[Begin RECORDS FOR THE TASK]
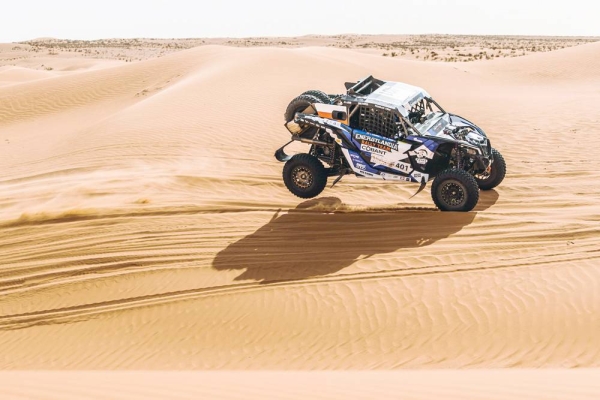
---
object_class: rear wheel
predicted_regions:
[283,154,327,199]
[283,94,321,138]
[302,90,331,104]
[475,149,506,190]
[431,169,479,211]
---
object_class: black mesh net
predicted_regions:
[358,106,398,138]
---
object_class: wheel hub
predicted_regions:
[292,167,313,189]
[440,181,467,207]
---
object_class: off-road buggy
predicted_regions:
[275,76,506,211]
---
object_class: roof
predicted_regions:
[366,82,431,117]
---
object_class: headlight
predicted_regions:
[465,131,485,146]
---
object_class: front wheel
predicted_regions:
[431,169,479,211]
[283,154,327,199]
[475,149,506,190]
[End RECORDS FOR THE TASK]
[Begin RECORDS FOR THE TASK]
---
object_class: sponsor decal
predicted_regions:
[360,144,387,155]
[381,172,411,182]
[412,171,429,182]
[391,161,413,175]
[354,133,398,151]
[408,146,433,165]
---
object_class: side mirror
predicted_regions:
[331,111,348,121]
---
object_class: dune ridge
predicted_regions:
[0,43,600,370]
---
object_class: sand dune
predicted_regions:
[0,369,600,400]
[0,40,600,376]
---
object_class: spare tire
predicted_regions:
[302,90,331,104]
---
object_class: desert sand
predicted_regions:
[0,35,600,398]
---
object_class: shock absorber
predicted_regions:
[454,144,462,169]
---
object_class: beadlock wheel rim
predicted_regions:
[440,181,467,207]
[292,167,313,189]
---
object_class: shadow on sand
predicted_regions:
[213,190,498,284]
[End RECORDS FOR THE TASK]
▶ **EXERCISE PROMPT**: Identify every line in the items that contains the string "dune", matching case, and copy each of those lines.

▶ **EXERCISE RESULT**:
object_class: dune ridge
object_class: sand dune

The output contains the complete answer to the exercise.